## Exercise prompt:
Output range, inclusive: from the line containing "negative clicks: (275, 311)" to the line containing "293H307L293 299L289 311L383". Restate those lines from the data below word for word and only those.

(Stored data)
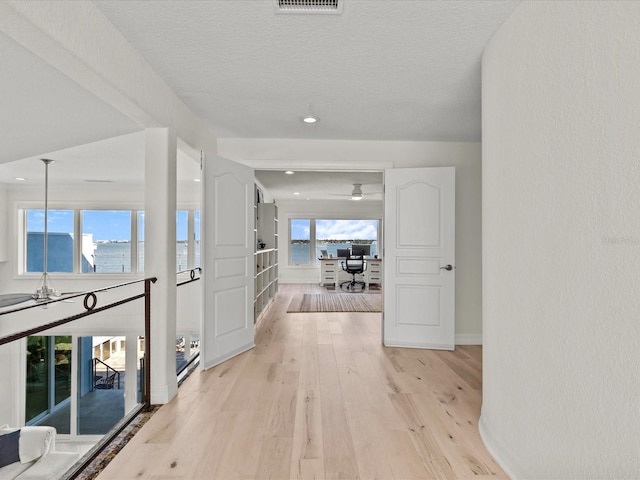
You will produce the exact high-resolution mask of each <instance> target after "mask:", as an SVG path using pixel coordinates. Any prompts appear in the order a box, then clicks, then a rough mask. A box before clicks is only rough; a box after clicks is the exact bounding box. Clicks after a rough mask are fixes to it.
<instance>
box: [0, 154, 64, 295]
mask: <svg viewBox="0 0 640 480" xmlns="http://www.w3.org/2000/svg"><path fill="white" fill-rule="evenodd" d="M41 160H42V163H44V255H43V257H44V259H43V261H44V266H43V272H42V276H41V277H40V282H39V283H38V287H37V288H36V290H35V292H33V293H7V294H3V295H0V307H9V306H11V305H16V304H18V303H23V302H27V301H29V300H35V302H36V303H46V302H48V301H50V300H54V299H57V298H60V297H61V295H60V294H59V293H58V292H57V291H56V289H55V288H54V287H53V284H52V283H51V279H50V278H49V274H48V273H47V254H48V252H47V250H48V231H47V227H48V212H49V164H50V163H51V162H53V160H49V159H47V158H42V159H41Z"/></svg>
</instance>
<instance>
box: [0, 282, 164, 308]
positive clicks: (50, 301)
mask: <svg viewBox="0 0 640 480" xmlns="http://www.w3.org/2000/svg"><path fill="white" fill-rule="evenodd" d="M147 280H150V281H151V282H153V283H156V281H157V280H158V279H157V278H156V277H149V278H143V279H140V280H132V281H130V282H125V283H118V284H117V285H110V286H108V287H102V288H96V289H93V290H86V291H84V292H79V293H70V294H64V293H63V294H62V296H61V297H60V298H54V299H53V300H48V301H46V302H38V303H35V304H33V305H26V306H22V307H16V308H12V309H10V310H5V311H2V312H0V316H2V315H8V314H9V313H16V312H21V311H23V310H29V309H31V308H38V307H42V306H45V305H51V304H52V303H58V302H64V301H66V300H70V299H72V298H78V297H85V298H86V297H87V296H88V295H91V294H96V293H100V292H106V291H107V290H113V289H114V288H120V287H126V286H128V285H134V284H136V283H142V282H146V281H147Z"/></svg>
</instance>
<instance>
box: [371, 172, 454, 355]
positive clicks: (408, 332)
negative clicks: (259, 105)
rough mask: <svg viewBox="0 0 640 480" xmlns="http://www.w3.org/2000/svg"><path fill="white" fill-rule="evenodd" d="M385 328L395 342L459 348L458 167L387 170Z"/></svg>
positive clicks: (396, 343)
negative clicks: (457, 268) (455, 251)
mask: <svg viewBox="0 0 640 480" xmlns="http://www.w3.org/2000/svg"><path fill="white" fill-rule="evenodd" d="M384 182H385V195H384V231H385V233H384V265H385V266H384V320H383V321H384V327H383V343H384V345H386V346H391V347H411V348H434V349H442V350H453V349H454V348H455V270H454V266H455V168H454V167H443V168H401V169H392V170H385V178H384Z"/></svg>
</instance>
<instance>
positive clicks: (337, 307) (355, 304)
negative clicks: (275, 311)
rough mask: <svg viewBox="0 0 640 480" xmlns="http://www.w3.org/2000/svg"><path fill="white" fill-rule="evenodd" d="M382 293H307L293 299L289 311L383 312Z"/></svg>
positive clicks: (289, 311)
mask: <svg viewBox="0 0 640 480" xmlns="http://www.w3.org/2000/svg"><path fill="white" fill-rule="evenodd" d="M381 311H382V295H379V294H378V295H375V294H373V295H372V294H368V295H361V294H357V293H329V294H313V293H305V294H303V295H296V296H294V297H293V298H292V299H291V302H290V303H289V308H288V309H287V313H306V312H381Z"/></svg>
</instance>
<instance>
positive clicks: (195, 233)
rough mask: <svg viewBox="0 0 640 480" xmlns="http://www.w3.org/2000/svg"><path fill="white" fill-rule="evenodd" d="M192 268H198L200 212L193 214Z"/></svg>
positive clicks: (199, 228) (197, 210) (199, 265)
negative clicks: (193, 221)
mask: <svg viewBox="0 0 640 480" xmlns="http://www.w3.org/2000/svg"><path fill="white" fill-rule="evenodd" d="M193 219H194V222H193V223H194V225H193V238H194V239H195V241H194V257H195V260H194V264H193V266H194V268H198V267H200V210H196V211H195V212H193Z"/></svg>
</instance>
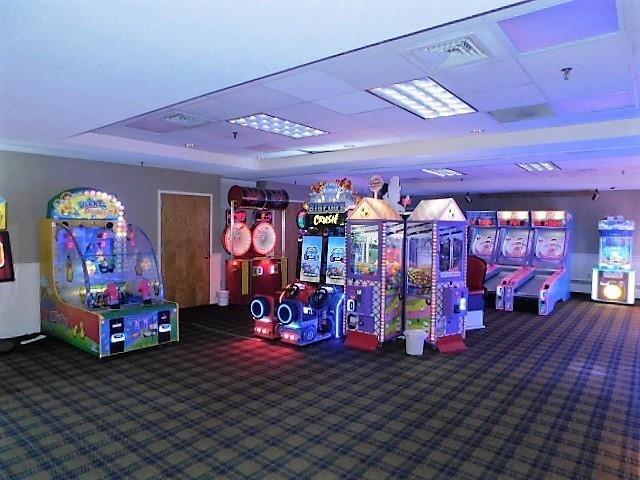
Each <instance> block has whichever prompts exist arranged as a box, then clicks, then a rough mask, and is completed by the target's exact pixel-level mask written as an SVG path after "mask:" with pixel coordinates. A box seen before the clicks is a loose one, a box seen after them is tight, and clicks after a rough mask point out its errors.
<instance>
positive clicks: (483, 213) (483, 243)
mask: <svg viewBox="0 0 640 480" xmlns="http://www.w3.org/2000/svg"><path fill="white" fill-rule="evenodd" d="M466 217H467V222H468V224H469V255H474V256H476V257H480V258H482V259H483V260H484V261H485V262H487V273H486V275H485V279H489V278H491V277H492V276H494V275H496V274H497V273H498V271H499V270H500V269H499V267H498V265H497V264H496V257H497V254H498V248H497V246H498V215H497V213H496V211H495V210H475V211H470V210H467V212H466Z"/></svg>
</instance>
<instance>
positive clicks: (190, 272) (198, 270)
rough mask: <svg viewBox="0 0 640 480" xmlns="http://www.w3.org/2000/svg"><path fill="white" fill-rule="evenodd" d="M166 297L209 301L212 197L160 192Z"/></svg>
mask: <svg viewBox="0 0 640 480" xmlns="http://www.w3.org/2000/svg"><path fill="white" fill-rule="evenodd" d="M160 212H161V213H160V218H161V226H160V244H161V248H162V252H161V265H162V277H163V279H164V288H165V297H166V298H167V300H172V301H175V302H178V304H179V305H180V307H182V308H186V307H194V306H197V305H208V304H210V303H211V301H210V293H209V292H210V285H209V283H210V256H211V197H209V196H205V195H183V194H179V193H178V194H174V193H161V194H160Z"/></svg>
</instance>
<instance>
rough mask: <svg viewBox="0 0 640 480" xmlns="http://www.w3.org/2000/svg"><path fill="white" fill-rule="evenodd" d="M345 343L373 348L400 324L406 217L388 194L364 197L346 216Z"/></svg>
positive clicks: (394, 337)
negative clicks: (346, 219)
mask: <svg viewBox="0 0 640 480" xmlns="http://www.w3.org/2000/svg"><path fill="white" fill-rule="evenodd" d="M346 237H347V282H346V292H345V293H346V304H345V306H346V313H345V315H346V319H345V327H344V328H345V335H346V340H345V345H346V346H348V347H354V348H360V349H362V350H375V349H376V348H377V347H378V346H379V345H380V344H382V343H383V342H387V341H389V340H393V339H396V338H398V337H400V335H402V333H403V329H402V301H401V297H402V282H403V255H402V248H403V243H404V221H403V219H402V217H401V216H400V214H399V213H398V211H397V210H396V208H395V207H394V206H393V205H391V204H390V203H389V202H387V201H386V200H381V199H377V198H363V199H362V200H360V202H359V203H358V204H357V205H356V207H355V209H354V210H353V211H352V212H351V214H350V215H349V217H348V218H347V230H346Z"/></svg>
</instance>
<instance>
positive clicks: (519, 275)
mask: <svg viewBox="0 0 640 480" xmlns="http://www.w3.org/2000/svg"><path fill="white" fill-rule="evenodd" d="M531 220H532V223H533V248H532V251H531V262H530V265H527V266H525V267H523V268H521V269H520V270H519V271H517V272H515V273H513V274H512V275H511V276H510V277H507V278H506V279H505V280H504V281H503V287H502V292H503V307H504V310H507V311H513V310H514V308H515V306H516V302H517V301H525V300H534V301H536V302H537V304H538V315H549V314H550V313H552V312H553V309H554V307H555V304H556V303H557V302H558V301H559V300H562V301H565V302H566V301H567V300H569V297H570V296H571V274H570V270H569V261H570V254H571V243H572V238H571V237H572V233H573V232H572V229H573V220H572V216H571V214H570V213H568V212H565V211H561V210H556V211H547V210H532V211H531Z"/></svg>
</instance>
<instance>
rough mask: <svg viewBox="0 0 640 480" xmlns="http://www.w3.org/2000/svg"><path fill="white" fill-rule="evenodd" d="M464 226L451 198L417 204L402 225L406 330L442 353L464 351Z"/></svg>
mask: <svg viewBox="0 0 640 480" xmlns="http://www.w3.org/2000/svg"><path fill="white" fill-rule="evenodd" d="M466 229H467V220H466V218H465V216H464V214H463V213H462V211H461V210H460V208H459V207H458V205H457V203H456V202H455V200H453V199H452V198H443V199H435V200H423V201H421V202H420V203H419V204H418V205H417V206H416V208H415V209H414V210H413V212H411V214H410V215H409V217H408V218H407V222H406V232H405V236H406V256H405V265H406V283H405V285H406V291H405V307H404V308H405V311H404V317H405V322H406V329H407V330H414V329H418V330H424V331H426V333H427V341H428V342H429V343H431V344H432V345H435V346H436V347H437V348H438V349H439V350H440V351H442V352H453V351H461V350H466V348H467V347H466V346H465V344H464V340H463V337H464V331H465V329H464V322H465V317H466V314H467V287H466V259H467V253H466V252H467V248H466V243H467V241H466V238H467V232H466Z"/></svg>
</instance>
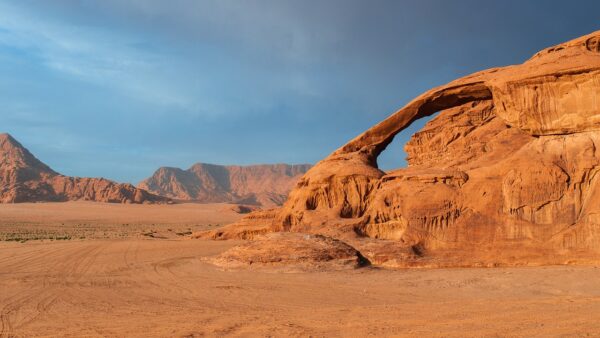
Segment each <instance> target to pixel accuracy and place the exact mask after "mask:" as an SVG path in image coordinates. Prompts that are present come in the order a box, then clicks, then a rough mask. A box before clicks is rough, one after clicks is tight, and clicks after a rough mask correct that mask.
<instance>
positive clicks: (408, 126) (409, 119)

## Result of this exercise:
negative clicks: (275, 311)
rough mask: <svg viewBox="0 0 640 480" xmlns="http://www.w3.org/2000/svg"><path fill="white" fill-rule="evenodd" d="M382 293H307L293 299L289 311L383 312Z"/></svg>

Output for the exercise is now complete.